| INSTRUCTIONS TO FOLLOW |
Please set down, exactly as written, the line containing "Record the location of each instance of the white wall" and every line after it through the end of the records.

| DATA FOR ANALYSIS |
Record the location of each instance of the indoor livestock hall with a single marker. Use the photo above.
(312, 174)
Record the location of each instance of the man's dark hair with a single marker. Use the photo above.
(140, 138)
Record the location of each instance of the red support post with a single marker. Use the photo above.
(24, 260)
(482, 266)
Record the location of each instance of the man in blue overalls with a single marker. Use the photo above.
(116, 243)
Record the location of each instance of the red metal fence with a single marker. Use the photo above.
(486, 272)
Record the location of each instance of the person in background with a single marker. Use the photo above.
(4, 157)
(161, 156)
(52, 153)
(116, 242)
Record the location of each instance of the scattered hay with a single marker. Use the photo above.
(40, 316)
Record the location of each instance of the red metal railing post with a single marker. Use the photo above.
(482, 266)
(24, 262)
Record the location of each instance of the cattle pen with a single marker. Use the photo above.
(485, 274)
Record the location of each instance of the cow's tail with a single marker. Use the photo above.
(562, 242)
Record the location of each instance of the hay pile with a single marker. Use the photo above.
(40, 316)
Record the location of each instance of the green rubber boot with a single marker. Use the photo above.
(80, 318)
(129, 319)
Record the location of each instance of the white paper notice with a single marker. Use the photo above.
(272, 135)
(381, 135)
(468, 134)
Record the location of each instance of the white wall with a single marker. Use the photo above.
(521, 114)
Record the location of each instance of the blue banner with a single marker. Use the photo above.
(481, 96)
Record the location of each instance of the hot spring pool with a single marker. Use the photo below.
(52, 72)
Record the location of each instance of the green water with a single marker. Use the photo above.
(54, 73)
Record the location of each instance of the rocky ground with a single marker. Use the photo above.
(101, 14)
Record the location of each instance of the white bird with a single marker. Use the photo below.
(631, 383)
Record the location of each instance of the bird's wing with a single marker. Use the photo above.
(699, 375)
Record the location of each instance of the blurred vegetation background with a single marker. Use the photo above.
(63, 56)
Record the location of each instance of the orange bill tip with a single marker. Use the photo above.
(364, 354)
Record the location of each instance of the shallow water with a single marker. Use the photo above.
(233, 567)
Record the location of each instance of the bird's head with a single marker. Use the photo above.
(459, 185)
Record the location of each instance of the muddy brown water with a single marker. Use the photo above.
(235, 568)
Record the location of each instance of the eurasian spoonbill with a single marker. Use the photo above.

| RESPONSE |
Record the location of each instance of the white wall with a single marker. Use the photo above.
(521, 114)
Record the location of each instance of the blue banner with a single marker. Use the photo above.
(481, 96)
Record the location of each instance of the hot spring pool with a single marker. Use the photo below.
(52, 72)
Record the location of each instance of the green water with a single marker. Use the photo above.
(54, 73)
Record the location of each instance of the rocky ground with a single marker. Use the photo above.
(101, 14)
Record the location of each instance of the white bird with a single marker. Use the photo below.
(631, 383)
Record the location of each instance of the bird's wing with a single marker. Use the photo above.
(699, 375)
Record the location of each instance of the blurred vegetation background with a single marker. Use the photo above.
(63, 56)
Record the location of each instance of the orange bill tip with a single marker. Use the photo above.
(364, 354)
Record the location of each instance of the shallow water with a single marker. Use the photo above.
(233, 567)
Record the location of each instance of the bird's head with a single marker. Use the photo above.
(459, 185)
Record the location of each instance of the muddy brown water with a single marker. Use the photo above.
(235, 568)
Record the location of each instance of the eurasian spoonbill with a single marker. Use the photo above.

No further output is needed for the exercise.